━━━━━ Ausgewählter Auszug

In wie fern dies sein Bild meiner Person in Frage stellen würde, konnte ich nicht einschätzen. In wie fern Vertrauen auf der Strecken blieb, konnte ich nicht einschätzen. Und dies tat mir weh. Doch... Ich sagte mir, wenn ich ihm die Wahrheit erzähle, wird sie irgendwann die Mutter erfahren, werden sie unsere gemeinsamen Bekannten erfahren. Ich werde diese Kollegin mein Leben lang nie mehr über den Weg laufen. Ich werde nie mehr mit ihr, ihrem Freund oder ihrer Mutter zu tun haben. Und wenn ich nun die Wahrheit erzähle, schade ich ihr vielleicht auf gröbste Weise und habe nichts davon, denn mein Leben geht weiter wie wenn dies nicht passiert wäre.

Man kann es auslegen wie man möchte. Wer es Feigheit nennt. Wer Mut. Wer Konflikt-Unfähigkeit. Wer Beherrschung. Wer darin das grobe Gegenteil von Grösse sieht. Wer die Grösse selbst.

Ich, für mich, weiss wie es nicht das Scheuen vor der Auseinandersetzung gewesen ist. Für mich ist klar, dass ich ihr nicht noch weitere Steine auf den Weg legen wollte, wo sie mir schon genügend leid tat. Ich weiss, dass ich diese Wahl bewusst getroffen hatte mit den besten Wünschen an die Adresse der Kollegin, mit der Hoffnung sie würde etwas Ordnung in ihr Leben bringen können und ein Wenig zur Ruhe kommen. Ich erinnere mich genau, wie ich ihr nicht böse gewesen bin und wie ich ihr nichts Schlechtes wünschte.

━━━━━━━━━━
━━━━━ Erfasste Daten

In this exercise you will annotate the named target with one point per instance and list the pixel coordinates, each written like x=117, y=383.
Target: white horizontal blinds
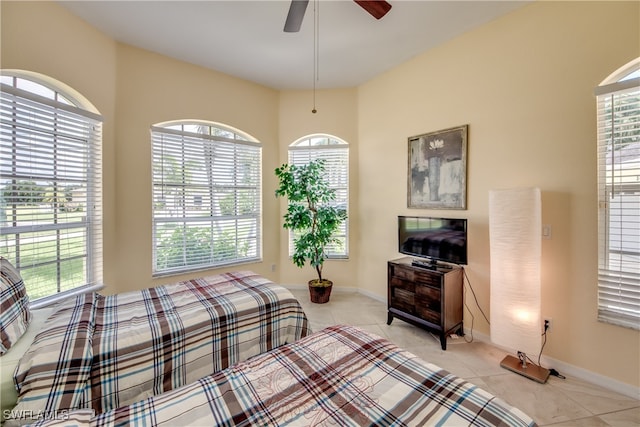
x=336, y=155
x=50, y=190
x=619, y=203
x=206, y=198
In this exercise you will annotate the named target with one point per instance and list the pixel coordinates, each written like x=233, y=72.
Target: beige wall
x=46, y=39
x=524, y=85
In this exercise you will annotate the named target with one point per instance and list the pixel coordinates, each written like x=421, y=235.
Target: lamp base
x=533, y=372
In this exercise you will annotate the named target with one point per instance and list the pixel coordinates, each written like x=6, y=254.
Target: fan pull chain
x=316, y=49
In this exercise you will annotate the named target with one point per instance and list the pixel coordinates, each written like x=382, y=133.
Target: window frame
x=313, y=146
x=193, y=198
x=618, y=122
x=39, y=116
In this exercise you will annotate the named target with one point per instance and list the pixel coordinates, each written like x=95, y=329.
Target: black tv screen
x=437, y=239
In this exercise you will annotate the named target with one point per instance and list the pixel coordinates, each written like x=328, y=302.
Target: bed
x=341, y=375
x=101, y=352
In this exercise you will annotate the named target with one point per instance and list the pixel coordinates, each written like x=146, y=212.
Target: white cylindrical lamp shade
x=515, y=228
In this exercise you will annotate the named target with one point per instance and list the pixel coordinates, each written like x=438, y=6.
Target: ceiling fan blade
x=295, y=15
x=377, y=8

━━━━━━━━━━

• [Aufgabenstellung] Geben Sie aus dem Auszug über das Verschweigen der Wahrheit den Abschnitt wortgetreu aus, der mit „Ich, für mich, weiss“ beginnt und mit „nichts Schlechtes wünschte.“ endet.

• [Erwartetes Ergebnis]
Ich, für mich, weiss wie es nicht das Scheuen vor der Auseinandersetzung gewesen ist. Für mich ist klar, dass ich ihr nicht noch weitere Steine auf den Weg legen wollte, wo sie mir schon genügend leid tat. Ich weiss, dass ich diese Wahl bewusst getroffen hatte mit den besten Wünschen an die Adresse der Kollegin, mit der Hoffnung sie würde etwas Ordnung in ihr Leben bringen können und ein Wenig zur Ruhe kommen. Ich erinnere mich genau, wie ich ihr nicht böse gewesen bin und wie ich ihr nichts Schlechtes wünschte.